_Material provided_
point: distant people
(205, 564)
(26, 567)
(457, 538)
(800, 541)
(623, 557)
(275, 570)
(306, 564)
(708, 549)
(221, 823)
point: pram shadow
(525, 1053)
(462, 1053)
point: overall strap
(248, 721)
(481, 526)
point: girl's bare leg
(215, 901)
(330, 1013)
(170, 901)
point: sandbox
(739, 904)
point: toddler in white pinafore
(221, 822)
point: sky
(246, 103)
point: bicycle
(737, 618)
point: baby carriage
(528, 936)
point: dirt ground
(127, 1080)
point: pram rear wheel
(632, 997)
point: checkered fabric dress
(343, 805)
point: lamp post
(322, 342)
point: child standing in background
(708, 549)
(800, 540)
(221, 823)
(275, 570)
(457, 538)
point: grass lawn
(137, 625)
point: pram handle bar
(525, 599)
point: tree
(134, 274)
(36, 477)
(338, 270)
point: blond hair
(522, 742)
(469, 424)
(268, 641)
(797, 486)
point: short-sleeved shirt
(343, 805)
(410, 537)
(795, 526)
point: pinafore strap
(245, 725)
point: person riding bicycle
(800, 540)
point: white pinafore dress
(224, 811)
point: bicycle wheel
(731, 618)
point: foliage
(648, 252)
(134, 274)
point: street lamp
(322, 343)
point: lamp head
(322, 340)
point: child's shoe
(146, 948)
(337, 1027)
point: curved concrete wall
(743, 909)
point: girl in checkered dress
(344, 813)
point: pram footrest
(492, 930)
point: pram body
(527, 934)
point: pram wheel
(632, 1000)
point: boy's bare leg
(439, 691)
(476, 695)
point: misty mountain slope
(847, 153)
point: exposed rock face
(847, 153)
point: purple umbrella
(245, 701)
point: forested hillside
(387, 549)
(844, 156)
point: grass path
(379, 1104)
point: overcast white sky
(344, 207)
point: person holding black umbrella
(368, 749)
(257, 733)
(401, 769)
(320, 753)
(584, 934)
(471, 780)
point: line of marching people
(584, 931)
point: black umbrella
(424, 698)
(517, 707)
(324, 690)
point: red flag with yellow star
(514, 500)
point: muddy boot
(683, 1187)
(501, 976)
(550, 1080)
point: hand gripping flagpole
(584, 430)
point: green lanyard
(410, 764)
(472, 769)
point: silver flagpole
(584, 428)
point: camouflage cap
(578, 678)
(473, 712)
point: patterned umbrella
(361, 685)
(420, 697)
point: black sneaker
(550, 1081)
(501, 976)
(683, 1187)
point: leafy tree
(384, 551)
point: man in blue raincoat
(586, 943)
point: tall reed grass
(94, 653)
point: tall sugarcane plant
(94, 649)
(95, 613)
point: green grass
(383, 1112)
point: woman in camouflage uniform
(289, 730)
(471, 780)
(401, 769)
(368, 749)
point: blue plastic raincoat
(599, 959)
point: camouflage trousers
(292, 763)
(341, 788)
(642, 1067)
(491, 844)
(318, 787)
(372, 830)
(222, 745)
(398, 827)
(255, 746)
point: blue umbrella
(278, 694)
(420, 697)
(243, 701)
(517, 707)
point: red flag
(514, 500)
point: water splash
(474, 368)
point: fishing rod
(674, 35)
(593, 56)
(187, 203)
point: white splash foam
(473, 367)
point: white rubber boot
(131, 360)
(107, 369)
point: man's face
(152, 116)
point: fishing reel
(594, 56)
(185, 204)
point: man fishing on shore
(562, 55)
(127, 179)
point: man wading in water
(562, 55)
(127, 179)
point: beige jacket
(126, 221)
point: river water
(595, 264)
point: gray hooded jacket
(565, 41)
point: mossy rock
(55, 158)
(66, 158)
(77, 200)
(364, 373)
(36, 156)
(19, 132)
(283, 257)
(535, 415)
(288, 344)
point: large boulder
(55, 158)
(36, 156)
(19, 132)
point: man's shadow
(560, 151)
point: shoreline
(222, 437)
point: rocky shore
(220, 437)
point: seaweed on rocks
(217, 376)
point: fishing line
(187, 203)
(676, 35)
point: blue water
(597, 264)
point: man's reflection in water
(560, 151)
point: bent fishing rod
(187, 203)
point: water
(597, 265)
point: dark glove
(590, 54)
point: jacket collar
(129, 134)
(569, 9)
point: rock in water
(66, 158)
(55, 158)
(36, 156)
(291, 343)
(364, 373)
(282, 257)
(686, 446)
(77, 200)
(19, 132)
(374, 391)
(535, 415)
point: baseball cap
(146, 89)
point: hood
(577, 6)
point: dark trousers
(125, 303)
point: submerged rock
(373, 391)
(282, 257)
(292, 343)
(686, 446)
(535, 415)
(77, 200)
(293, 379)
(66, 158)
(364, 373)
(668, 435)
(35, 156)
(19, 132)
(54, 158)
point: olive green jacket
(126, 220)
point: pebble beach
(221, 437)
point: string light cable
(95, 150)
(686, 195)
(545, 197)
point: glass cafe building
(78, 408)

_Task to carry out_
Set out every line of the items above as a numbered list, leaving out any blank lines.

_Written answer_
1. point: distant people
2. (205, 564)
3. (26, 567)
4. (457, 538)
5. (800, 541)
6. (623, 557)
7. (275, 570)
8. (306, 564)
9. (708, 549)
10. (221, 823)
11. point: pram shadow
12. (525, 1053)
13. (462, 1053)
14. point: overall strap
15. (248, 721)
16. (481, 526)
17. point: girl's bare leg
18. (215, 901)
19. (330, 1013)
20. (170, 901)
21. point: sandbox
22. (739, 904)
23. point: toddler in white pinafore
24. (221, 822)
25. point: sky
26. (246, 103)
27. point: bicycle
28. (737, 618)
29. point: baby carriage
30. (528, 936)
31. point: dirt ground
32. (127, 1080)
33. point: pram rear wheel
34. (632, 997)
35. point: checkered fabric dress
36. (343, 805)
37. point: lamp post
38. (322, 342)
39. point: child standing in background
40. (708, 549)
41. (800, 540)
42. (221, 823)
43. (275, 570)
44. (457, 538)
45. point: grass lawn
46. (137, 625)
47. point: pram handle bar
48. (525, 599)
49. point: tree
50. (134, 274)
51. (36, 477)
52. (338, 270)
53. point: blond hair
54. (522, 742)
55. (469, 424)
56. (268, 641)
57. (797, 486)
58. point: short-sleeved shirt
59. (343, 805)
60. (410, 537)
61. (795, 526)
62. point: pinafore strap
63. (245, 725)
64. point: person riding bicycle
65. (800, 540)
66. point: white pinafore dress
67. (224, 811)
68. point: bicycle wheel
69. (731, 618)
70. point: foliage
71. (648, 252)
72. (134, 274)
73. point: street lamp
74. (322, 343)
75. point: lamp head
76. (322, 340)
77. point: child's shoe
78. (146, 948)
79. (337, 1027)
80. point: curved concrete wall
81. (743, 909)
82. point: girl in checkered dress
83. (344, 813)
84. point: pram footrest
85. (492, 930)
86. point: pram body
87. (527, 934)
88. point: pram wheel
89. (632, 1000)
90. point: boy's bare leg
91. (439, 691)
92. (476, 695)
93. point: misty mountain slope
94. (847, 153)
95. point: exposed rock face
96. (847, 153)
97. point: purple umbrella
98. (245, 701)
99. point: forested hillside
100. (387, 549)
101. (844, 156)
102. point: grass path
103. (379, 1104)
104. point: overcast white sky
105. (344, 207)
106. point: person holding black umbrella
107. (368, 749)
108. (257, 733)
109. (401, 769)
110. (320, 753)
111. (584, 934)
112. (471, 780)
113. point: line of marching people
114. (584, 931)
115. point: black umbrella
116. (424, 698)
117. (517, 707)
118. (324, 690)
119. point: red flag with yellow star
120. (514, 500)
121. point: muddy boot
122. (683, 1187)
123. (501, 976)
124. (550, 1080)
125. point: hand gripping flagpole
126. (584, 430)
127. point: green lanyard
128. (410, 764)
129. (472, 769)
130. point: silver flagpole
131. (584, 428)
132. point: camouflage cap
133. (578, 678)
134. (473, 712)
135. point: patterned umbrella
136. (361, 685)
137. (420, 697)
138. point: black sneaker
139. (550, 1081)
140. (501, 976)
141. (683, 1187)
142. point: leafy tree
143. (384, 551)
144. point: man in blue raincoat
145. (586, 943)
146. point: tall reed grass
147. (94, 653)
148. point: tall sugarcane plant
149. (94, 649)
150. (95, 613)
151. point: green grass
152. (383, 1112)
153. point: woman in camouflage uniform
154. (289, 730)
155. (471, 780)
156. (401, 769)
157. (368, 749)
158. point: blue plastic raincoat
159. (599, 959)
160. point: camouflage trousers
161. (292, 763)
162. (341, 788)
163. (642, 1067)
164. (491, 844)
165. (318, 787)
166. (372, 830)
167. (222, 745)
168. (398, 827)
169. (255, 746)
170. point: blue umbrella
171. (278, 694)
172. (420, 697)
173. (243, 701)
174. (517, 707)
175. point: red flag
176. (514, 500)
177. point: water splash
178. (474, 368)
179. point: fishing rod
180. (674, 35)
181. (593, 56)
182. (187, 203)
183. point: white splash foam
184. (473, 367)
185. point: white rubber boot
186. (131, 360)
187. (107, 369)
188. point: man's face
189. (152, 116)
190. point: fishing reel
191. (594, 56)
192. (185, 204)
193. point: man fishing on shore
194. (562, 55)
195. (127, 179)
196. point: man wading in water
197. (562, 55)
198. (127, 179)
199. point: beige jacket
200. (126, 221)
201. point: river water
202. (595, 264)
203. point: gray hooded jacket
204. (565, 41)
205. point: mossy rock
206. (55, 158)
207. (66, 158)
208. (77, 200)
209. (364, 373)
210. (36, 156)
211. (19, 132)
212. (283, 257)
213. (535, 415)
214. (288, 344)
215. point: large boulder
216. (55, 158)
217. (36, 156)
218. (19, 132)
219. point: man's shadow
220. (560, 151)
221. point: shoreline
222. (222, 437)
223. point: rocky shore
224. (220, 437)
225. point: seaweed on rocks
226. (217, 376)
227. point: fishing line
228. (187, 203)
229. (676, 35)
230. point: blue water
231. (597, 264)
232. point: man's reflection in water
233. (560, 151)
234. point: bent fishing rod
235. (187, 203)
236. point: water
237. (597, 265)
238. point: dark glove
239. (590, 54)
240. point: jacket collar
241. (129, 134)
242. (569, 9)
243. point: rock in water
244. (66, 158)
245. (55, 158)
246. (36, 156)
247. (291, 343)
248. (364, 373)
249. (282, 257)
250. (686, 446)
251. (77, 200)
252. (19, 132)
253. (374, 391)
254. (535, 415)
255. point: baseball cap
256. (146, 89)
257. point: hood
258. (577, 6)
259. point: dark trousers
260. (125, 303)
261. point: submerged rock
262. (373, 391)
263. (282, 257)
264. (292, 343)
265. (686, 446)
266. (535, 415)
267. (77, 200)
268. (293, 379)
269. (66, 158)
270. (364, 373)
271. (668, 435)
272. (35, 156)
273. (19, 132)
274. (54, 158)
275. point: olive green jacket
276. (126, 220)
277. point: pebble beach
278. (221, 437)
279. point: string light cable
280. (95, 150)
281. (686, 195)
282. (545, 197)
283. point: glass cafe building
284. (78, 408)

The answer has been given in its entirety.